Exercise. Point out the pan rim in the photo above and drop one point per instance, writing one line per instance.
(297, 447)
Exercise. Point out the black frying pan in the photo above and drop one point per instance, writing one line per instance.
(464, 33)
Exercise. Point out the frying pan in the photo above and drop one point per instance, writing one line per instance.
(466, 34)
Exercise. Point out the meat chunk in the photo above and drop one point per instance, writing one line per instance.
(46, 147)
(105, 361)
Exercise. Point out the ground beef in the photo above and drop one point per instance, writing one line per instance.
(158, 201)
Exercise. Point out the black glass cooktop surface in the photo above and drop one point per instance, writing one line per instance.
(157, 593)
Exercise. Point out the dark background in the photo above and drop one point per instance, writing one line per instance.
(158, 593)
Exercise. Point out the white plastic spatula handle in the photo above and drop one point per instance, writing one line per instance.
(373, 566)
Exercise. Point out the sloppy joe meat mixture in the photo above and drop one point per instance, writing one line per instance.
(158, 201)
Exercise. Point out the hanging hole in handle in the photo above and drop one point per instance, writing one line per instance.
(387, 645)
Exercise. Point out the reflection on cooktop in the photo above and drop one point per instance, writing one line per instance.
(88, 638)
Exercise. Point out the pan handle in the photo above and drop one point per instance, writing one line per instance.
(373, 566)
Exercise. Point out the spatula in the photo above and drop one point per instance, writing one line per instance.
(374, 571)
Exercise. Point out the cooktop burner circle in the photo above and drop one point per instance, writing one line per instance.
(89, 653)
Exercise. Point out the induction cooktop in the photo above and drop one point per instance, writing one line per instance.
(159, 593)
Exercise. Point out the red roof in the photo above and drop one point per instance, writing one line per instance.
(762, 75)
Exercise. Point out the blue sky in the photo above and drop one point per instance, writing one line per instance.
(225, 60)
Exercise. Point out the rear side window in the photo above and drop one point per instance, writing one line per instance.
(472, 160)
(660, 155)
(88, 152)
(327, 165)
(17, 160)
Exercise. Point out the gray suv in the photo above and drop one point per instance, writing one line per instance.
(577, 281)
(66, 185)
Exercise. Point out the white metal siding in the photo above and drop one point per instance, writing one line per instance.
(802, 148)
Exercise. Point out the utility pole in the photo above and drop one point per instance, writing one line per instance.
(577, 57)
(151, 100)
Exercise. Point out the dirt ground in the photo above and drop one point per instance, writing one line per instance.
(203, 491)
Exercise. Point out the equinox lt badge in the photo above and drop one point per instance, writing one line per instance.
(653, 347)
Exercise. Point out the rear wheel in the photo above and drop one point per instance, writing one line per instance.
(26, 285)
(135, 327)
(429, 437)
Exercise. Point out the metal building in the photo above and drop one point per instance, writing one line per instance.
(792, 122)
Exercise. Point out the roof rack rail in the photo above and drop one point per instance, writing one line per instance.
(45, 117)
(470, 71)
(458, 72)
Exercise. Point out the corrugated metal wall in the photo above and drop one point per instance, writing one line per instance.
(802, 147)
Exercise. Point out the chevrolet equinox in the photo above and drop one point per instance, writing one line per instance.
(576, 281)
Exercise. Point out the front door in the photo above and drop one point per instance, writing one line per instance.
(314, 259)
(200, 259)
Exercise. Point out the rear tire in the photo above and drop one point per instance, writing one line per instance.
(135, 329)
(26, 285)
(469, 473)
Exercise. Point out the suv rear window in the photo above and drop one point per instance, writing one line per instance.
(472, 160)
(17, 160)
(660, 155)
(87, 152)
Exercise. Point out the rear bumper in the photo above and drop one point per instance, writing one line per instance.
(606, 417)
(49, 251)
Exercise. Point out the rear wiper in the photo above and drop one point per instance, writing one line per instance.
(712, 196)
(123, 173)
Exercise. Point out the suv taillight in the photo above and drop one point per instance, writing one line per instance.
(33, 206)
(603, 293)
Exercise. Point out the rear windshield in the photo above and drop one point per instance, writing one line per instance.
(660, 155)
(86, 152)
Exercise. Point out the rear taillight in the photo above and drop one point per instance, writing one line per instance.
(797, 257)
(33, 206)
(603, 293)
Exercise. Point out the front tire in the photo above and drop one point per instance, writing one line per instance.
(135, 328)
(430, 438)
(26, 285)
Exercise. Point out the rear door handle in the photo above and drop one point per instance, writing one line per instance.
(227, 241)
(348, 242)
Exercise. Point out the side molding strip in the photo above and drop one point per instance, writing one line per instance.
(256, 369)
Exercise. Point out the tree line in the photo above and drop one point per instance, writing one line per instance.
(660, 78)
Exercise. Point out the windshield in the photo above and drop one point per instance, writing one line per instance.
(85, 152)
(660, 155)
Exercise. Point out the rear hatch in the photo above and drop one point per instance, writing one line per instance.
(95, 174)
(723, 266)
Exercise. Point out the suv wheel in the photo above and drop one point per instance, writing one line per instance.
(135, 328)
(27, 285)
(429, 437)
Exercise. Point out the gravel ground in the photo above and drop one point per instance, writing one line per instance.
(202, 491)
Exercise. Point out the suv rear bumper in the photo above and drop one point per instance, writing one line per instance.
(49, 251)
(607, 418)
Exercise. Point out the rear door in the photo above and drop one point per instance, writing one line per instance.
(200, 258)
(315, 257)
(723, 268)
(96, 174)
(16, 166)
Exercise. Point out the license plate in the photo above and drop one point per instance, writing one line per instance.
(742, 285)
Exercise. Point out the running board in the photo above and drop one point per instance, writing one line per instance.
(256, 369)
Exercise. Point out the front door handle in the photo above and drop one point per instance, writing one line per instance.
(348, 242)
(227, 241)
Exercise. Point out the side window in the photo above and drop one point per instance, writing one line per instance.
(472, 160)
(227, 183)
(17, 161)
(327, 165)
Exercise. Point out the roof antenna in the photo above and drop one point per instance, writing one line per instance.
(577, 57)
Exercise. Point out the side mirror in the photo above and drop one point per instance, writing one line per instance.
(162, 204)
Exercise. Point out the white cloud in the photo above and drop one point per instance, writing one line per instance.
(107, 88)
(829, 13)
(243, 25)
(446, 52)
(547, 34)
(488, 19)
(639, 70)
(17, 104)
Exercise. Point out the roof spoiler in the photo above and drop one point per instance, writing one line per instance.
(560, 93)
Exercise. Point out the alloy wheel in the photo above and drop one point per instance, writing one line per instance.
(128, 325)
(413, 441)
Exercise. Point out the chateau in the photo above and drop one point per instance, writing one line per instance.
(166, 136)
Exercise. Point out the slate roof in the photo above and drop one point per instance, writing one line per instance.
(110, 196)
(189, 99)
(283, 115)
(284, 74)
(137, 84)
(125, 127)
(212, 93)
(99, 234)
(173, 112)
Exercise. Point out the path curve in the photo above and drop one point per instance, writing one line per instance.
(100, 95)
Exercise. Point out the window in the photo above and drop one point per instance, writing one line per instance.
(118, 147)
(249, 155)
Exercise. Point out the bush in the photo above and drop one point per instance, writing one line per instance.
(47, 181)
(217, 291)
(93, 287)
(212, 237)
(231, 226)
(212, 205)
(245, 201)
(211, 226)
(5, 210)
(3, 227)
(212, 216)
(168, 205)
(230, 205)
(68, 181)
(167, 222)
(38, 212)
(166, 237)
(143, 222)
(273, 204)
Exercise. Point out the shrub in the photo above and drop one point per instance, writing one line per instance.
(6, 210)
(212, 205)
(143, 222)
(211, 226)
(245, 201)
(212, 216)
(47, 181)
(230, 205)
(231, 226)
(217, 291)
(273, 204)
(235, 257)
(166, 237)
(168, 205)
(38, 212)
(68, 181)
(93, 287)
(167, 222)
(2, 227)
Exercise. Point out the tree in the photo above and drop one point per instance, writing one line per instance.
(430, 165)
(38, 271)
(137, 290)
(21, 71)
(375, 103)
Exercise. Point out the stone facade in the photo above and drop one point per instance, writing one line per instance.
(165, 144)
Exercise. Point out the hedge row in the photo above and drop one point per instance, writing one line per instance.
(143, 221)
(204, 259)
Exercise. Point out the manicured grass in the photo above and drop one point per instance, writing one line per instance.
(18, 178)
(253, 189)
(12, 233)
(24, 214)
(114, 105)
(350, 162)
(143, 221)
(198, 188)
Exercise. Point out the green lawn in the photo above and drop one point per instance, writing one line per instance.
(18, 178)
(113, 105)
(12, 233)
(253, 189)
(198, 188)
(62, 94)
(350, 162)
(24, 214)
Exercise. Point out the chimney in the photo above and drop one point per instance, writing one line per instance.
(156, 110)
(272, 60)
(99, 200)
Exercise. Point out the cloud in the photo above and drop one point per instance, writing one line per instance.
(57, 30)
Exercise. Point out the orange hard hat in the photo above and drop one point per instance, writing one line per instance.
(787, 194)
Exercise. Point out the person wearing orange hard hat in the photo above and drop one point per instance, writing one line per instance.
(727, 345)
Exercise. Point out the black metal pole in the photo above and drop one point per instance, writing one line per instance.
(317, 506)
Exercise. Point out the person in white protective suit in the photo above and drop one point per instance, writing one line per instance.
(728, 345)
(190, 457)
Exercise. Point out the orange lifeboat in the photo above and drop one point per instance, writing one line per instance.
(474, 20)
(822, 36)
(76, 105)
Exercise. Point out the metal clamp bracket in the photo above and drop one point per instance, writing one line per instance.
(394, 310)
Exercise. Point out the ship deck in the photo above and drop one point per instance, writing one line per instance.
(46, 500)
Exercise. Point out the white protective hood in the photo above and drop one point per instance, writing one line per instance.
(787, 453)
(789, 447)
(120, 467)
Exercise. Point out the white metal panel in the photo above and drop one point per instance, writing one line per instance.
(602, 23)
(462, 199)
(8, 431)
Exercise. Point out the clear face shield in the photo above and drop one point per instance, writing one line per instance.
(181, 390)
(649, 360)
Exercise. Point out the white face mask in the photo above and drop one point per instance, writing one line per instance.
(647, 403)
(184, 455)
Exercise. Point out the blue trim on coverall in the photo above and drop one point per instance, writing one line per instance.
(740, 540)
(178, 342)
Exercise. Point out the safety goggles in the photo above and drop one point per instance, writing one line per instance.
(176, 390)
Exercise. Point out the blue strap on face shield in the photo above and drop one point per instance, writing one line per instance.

******************************

_What is being asked_
Starting at the line that contains "Exercise. Point out the orange hard", write out every line to the end of the entries, exactly as given.

_Written response_
Exercise. Point out the orange hard hat in the photo above and drop one point per instance, writing one line per instance.
(787, 194)
Exercise. Point out the person wearing orange hard hat in the photo above and drop one point per instance, writing one line per instance.
(727, 345)
Exercise. Point out the black metal pole in the photo above and drop one point per instance, writing one line per instance.
(317, 506)
Exercise. Point out the person in white protective suit in the photo above and drop one point per instance, writing one line per instance.
(728, 345)
(190, 457)
Exercise. Point out the orange lifeboat in the photo above and drop one point per instance, writing one line per instance.
(474, 20)
(822, 36)
(76, 105)
Exercise. Point out the metal clamp bracket in the photo above and drop one point per instance, writing one line per instance.
(394, 310)
Exercise. Point out the ship deck in the photo above and drop one point per instance, writing one line per instance.
(46, 500)
Exercise. Point out the white protective hood in the photo above and drop one point per instance, writing one line per instance.
(787, 453)
(789, 447)
(120, 467)
Exercise. Point out the white metal panel in the photo above and drop one point per instance, writing one line per instance.
(602, 23)
(462, 199)
(8, 431)
Exercise. Point out the clear face shield in the photo above and drop one point per instance, writing one line per instance.
(181, 390)
(649, 360)
Exercise. Point out the white face mask in the photo above and drop one point per instance, writing one line per instance.
(647, 403)
(184, 455)
Exercise. Point out the blue trim on coverall in the photo above and drop one point per instance, writing one line per instance.
(740, 540)
(178, 342)
Exercise. Point out the safety goggles in the photo above and drop one point per instance, writing one line per instance.
(176, 390)
Exercise. Point out the blue strap on face shield in the photo above and drop one point per instance, writing one line per instance.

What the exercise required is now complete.